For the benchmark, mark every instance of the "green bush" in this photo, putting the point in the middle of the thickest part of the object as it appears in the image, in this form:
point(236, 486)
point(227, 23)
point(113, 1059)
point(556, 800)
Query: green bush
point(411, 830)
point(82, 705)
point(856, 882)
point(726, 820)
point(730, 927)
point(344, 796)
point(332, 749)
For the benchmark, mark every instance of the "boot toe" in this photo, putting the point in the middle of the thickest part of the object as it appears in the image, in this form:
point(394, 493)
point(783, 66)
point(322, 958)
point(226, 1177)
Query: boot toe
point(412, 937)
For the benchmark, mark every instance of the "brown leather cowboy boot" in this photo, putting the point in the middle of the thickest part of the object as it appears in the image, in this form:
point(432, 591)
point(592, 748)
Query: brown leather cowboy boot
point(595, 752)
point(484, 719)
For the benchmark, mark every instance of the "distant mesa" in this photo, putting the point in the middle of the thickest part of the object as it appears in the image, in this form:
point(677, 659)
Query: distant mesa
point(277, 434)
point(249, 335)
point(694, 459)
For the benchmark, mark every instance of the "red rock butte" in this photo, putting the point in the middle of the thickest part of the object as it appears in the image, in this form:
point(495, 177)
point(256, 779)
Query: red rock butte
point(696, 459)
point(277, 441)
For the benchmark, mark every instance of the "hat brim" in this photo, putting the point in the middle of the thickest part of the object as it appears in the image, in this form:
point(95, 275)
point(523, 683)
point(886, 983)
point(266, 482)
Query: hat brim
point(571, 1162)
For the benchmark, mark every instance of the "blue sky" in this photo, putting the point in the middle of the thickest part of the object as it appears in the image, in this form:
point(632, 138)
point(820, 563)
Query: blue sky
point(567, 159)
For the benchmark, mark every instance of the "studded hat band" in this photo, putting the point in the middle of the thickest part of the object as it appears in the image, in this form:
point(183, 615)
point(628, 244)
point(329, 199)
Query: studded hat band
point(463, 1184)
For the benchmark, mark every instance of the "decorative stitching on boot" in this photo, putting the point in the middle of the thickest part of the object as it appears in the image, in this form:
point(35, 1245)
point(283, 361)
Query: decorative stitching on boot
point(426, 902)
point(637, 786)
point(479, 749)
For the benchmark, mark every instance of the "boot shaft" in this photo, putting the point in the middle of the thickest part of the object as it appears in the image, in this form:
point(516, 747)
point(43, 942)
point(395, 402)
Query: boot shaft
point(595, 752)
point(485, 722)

◆ WORK TO COMPLETE
Rewrite all of the records above, changing "thickest part" to "widest part" wherever it occurs and keeping every other line unchanged.

◆ TASK OUTPUT
For the benchmark, mark every instance of the "green bush" in this photo, putting the point in the middle of the widest part of the object as it appears in the image, in this form:
point(236, 486)
point(227, 23)
point(113, 1059)
point(556, 800)
Query: green bush
point(411, 830)
point(82, 705)
point(856, 882)
point(726, 820)
point(730, 927)
point(344, 796)
point(332, 749)
For the benchmark, mark every instance of the "boot toe" in this photo, putting the point in the middle of the widest part of the object as it appears in the image, in this form:
point(394, 493)
point(783, 66)
point(322, 958)
point(226, 1177)
Query: boot toe
point(412, 937)
For the benchmark, mark every instance of the "brown leather cowboy boot" in this photo, putting the point in the middle of the widest part of the object as it appears in the image, in this form:
point(432, 591)
point(592, 748)
Query: brown leather cowboy boot
point(595, 752)
point(484, 719)
For the benchmark, mark every instance of the "distant mesa" in this photo, putting the point in the middle of the widest part of the object as it appears in the image, in this form:
point(677, 659)
Query: distant mesa
point(277, 434)
point(249, 335)
point(694, 459)
For the benchmark, mark every instance of the "red rock butte" in this photo, putting the point in the middle of the widest part of the object as it appears in the image, in this form:
point(495, 177)
point(256, 779)
Query: red rock butte
point(696, 459)
point(277, 441)
For the benchmark, mark every instance of the "hat brim" in this photo, putting the point in the middle of the widest part of the object as it appears in the image, in this form:
point(95, 275)
point(523, 683)
point(886, 983)
point(266, 482)
Query: hat brim
point(571, 1162)
For the benchmark, mark every instance of the "blue sky" in this photo, putting the point in the middle of the widest part of the object as it appears in the image, in this form:
point(632, 138)
point(820, 563)
Query: blue sky
point(567, 159)
For the benchmark, mark every instance of the "studded hat band" in this photo, putting the point in the middle of the widest part of the object as it appears in the image, in this form:
point(183, 615)
point(628, 244)
point(329, 199)
Query: studded hat band
point(463, 1184)
For the benchmark, mark every instance of the "decorative stitching on boot" in this photo, putting the point in the middle of the widest part of the object as it appears in the image, in this form:
point(35, 1245)
point(283, 361)
Query: decorative stitching on boot
point(426, 902)
point(637, 786)
point(479, 749)
For the benchmark, mark every instance of the "boot shaft" in this photo, putting the point in the middle of the widest part of the object as it appears in the image, in this form:
point(516, 747)
point(43, 942)
point(395, 402)
Query: boot shaft
point(595, 752)
point(485, 722)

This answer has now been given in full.